** Provided records follows **
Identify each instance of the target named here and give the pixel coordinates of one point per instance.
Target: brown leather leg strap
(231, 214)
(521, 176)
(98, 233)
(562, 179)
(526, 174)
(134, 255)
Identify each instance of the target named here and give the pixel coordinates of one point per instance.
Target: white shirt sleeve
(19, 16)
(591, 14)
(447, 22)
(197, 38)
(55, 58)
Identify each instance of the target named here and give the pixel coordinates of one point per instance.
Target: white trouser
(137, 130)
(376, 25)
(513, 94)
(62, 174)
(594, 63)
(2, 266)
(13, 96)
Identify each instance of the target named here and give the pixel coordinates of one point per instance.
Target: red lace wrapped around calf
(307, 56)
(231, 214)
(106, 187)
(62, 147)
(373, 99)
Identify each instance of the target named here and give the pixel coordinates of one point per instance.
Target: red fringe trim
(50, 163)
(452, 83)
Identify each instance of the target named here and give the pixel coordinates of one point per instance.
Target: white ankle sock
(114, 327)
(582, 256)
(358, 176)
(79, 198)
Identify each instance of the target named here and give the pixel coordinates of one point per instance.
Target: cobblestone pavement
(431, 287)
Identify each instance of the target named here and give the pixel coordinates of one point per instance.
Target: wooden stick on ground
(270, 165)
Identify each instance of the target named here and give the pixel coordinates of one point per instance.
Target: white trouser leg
** End of Provided records **
# What is required:
Every line of the data above should be retyped precisely.

# Solution below:
Identify each instance of the target named here and give the pixel coordinates of one point per instance.
Target: brown leather leg strap
(231, 214)
(521, 176)
(98, 233)
(562, 179)
(526, 174)
(134, 255)
Identify each instance of the target named here and give the pixel coordinates of one point per instance.
Target: white shirt sleeve
(19, 16)
(591, 14)
(447, 22)
(197, 38)
(55, 58)
Identify each instance of the target named here and give the pixel coordinates of one point per instance.
Target: white trouser
(137, 130)
(376, 25)
(513, 94)
(62, 174)
(594, 63)
(2, 266)
(13, 96)
Identify each instance of the target named here and give the pixel coordinates of one point per instance.
Target: red lace wrapped around calf
(307, 56)
(231, 214)
(106, 187)
(62, 147)
(373, 99)
Identify each instance of the target named here and give the pixel coordinates of one point per instance.
Target: red fringe trim
(50, 163)
(452, 83)
Identify each instance of the target named here and give the pixel coordinates of one point per instance.
Target: white ankle sock
(114, 327)
(582, 256)
(358, 176)
(79, 198)
Identify each instance of the target named here and give the pixel coordinates of one point per instance.
Target: cobblestone pavement
(431, 287)
Identify each instance of the target named here and give the pixel coordinates of one point per instance.
Target: wooden stick on ground
(270, 165)
Identify each instance of the target named here and give the pixel coordinates of one point per instance.
Target: white trouser leg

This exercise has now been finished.